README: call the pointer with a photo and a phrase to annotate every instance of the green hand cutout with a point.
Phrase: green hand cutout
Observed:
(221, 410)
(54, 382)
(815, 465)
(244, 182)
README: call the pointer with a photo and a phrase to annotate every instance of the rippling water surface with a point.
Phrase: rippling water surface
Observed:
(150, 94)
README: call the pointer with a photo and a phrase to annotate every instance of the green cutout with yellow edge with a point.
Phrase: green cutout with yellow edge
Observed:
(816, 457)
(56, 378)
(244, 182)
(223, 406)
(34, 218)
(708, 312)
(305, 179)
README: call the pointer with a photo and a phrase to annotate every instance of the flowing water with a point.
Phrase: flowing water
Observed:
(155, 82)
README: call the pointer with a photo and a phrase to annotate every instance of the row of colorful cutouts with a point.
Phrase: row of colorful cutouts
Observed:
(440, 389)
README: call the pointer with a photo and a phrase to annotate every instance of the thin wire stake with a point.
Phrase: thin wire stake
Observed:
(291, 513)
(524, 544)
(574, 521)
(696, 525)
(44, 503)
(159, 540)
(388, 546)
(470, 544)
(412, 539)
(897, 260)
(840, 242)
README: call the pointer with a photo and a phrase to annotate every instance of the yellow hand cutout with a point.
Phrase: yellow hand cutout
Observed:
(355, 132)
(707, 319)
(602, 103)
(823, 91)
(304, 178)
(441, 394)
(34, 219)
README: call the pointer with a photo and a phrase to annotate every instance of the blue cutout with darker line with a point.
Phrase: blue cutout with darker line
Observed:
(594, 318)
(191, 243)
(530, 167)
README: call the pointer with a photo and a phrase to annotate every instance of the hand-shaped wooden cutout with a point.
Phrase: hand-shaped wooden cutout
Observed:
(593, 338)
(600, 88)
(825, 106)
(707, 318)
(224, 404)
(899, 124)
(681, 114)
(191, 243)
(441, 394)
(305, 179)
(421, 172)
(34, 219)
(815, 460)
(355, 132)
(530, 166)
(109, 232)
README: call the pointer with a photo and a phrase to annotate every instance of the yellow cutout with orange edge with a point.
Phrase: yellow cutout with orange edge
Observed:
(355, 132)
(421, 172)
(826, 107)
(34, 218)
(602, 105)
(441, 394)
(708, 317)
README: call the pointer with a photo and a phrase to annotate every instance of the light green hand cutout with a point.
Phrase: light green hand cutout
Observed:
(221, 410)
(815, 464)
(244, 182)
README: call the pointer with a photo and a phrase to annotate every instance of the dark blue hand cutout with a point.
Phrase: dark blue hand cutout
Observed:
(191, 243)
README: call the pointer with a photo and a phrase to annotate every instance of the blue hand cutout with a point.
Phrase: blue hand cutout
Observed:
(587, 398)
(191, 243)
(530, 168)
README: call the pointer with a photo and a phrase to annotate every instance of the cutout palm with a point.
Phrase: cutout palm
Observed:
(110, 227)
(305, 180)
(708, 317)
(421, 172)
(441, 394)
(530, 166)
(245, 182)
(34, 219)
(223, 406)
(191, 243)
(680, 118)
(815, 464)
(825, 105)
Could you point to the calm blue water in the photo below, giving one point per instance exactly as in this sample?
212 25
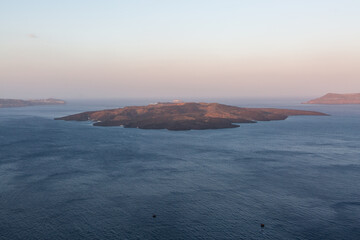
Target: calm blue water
70 180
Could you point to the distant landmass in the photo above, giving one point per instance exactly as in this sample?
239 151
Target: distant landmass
8 103
336 98
184 116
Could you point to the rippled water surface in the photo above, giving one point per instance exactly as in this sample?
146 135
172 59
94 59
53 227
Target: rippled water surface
69 180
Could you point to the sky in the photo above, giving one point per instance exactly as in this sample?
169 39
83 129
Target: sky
178 49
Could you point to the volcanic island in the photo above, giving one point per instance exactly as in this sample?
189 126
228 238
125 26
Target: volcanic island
184 116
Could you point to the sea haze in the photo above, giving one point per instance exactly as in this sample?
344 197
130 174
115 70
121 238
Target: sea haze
69 180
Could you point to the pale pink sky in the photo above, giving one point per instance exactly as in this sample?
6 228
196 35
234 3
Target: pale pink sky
184 49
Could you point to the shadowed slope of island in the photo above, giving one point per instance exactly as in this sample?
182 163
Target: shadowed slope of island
8 103
335 98
184 116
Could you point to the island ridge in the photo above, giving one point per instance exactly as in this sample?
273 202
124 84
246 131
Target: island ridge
184 116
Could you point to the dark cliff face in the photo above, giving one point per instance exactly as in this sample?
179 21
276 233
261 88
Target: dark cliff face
335 98
183 116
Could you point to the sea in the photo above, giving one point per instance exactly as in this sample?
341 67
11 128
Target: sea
70 180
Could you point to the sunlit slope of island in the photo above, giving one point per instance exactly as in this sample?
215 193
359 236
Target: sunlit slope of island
336 98
184 116
8 103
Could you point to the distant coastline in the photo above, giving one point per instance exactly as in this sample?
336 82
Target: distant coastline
336 98
11 103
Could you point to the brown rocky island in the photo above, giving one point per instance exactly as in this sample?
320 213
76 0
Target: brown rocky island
336 98
8 103
184 116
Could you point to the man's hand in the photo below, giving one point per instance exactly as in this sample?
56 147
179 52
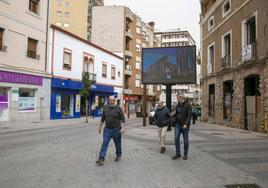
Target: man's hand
123 129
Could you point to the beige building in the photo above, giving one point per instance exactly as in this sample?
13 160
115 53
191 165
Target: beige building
234 63
117 29
24 84
73 16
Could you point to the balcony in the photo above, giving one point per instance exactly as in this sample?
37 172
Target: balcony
128 70
128 53
3 48
128 91
32 55
128 34
226 61
249 52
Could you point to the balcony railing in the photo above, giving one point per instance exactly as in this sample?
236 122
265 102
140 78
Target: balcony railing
249 52
226 61
3 48
32 55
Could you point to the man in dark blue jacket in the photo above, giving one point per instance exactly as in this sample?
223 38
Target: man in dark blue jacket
162 119
183 121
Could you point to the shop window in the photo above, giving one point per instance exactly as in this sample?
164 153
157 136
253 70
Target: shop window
33 6
67 59
113 72
104 70
32 49
27 99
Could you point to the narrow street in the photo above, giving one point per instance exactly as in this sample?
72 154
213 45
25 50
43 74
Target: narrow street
64 156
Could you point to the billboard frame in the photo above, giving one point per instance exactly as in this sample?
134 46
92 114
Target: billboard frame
169 83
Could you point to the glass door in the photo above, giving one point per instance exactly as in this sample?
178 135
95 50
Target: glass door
3 104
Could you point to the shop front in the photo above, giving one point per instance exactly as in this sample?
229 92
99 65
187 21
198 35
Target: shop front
22 97
65 99
99 95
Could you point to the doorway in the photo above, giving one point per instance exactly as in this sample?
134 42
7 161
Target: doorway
252 102
4 106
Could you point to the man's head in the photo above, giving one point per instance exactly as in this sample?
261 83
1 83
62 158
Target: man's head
111 100
160 104
180 98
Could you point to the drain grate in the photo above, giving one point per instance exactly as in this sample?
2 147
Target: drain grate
216 133
242 186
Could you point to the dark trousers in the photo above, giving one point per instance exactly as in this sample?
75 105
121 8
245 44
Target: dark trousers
185 133
109 134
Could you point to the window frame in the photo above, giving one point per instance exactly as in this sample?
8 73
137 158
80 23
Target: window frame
69 51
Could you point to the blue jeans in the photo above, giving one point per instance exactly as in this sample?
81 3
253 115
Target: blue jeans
185 133
109 134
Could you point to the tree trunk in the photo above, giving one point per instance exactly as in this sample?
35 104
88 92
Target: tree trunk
86 109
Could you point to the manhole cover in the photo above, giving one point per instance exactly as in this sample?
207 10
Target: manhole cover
242 186
216 133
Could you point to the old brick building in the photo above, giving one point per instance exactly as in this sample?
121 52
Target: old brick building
234 58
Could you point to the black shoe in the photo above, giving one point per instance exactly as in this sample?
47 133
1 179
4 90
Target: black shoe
117 159
100 162
175 157
162 150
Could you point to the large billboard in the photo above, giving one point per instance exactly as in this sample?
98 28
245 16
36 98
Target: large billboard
175 65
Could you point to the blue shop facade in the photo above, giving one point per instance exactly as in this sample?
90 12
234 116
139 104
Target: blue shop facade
99 95
65 99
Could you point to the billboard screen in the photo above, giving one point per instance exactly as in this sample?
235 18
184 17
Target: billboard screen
175 65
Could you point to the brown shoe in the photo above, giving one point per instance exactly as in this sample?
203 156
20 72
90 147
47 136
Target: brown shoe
100 162
162 150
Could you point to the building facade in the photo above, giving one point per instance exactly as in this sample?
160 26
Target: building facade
125 34
173 38
73 16
234 63
24 83
70 56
★ ★ ★ ★ ★
* **WORK TO COMPLETE**
Using the entries above, work out the number of lines that hold the word "cutouts" and write it with no other words.

* **COMPLETED EXERCISE**
2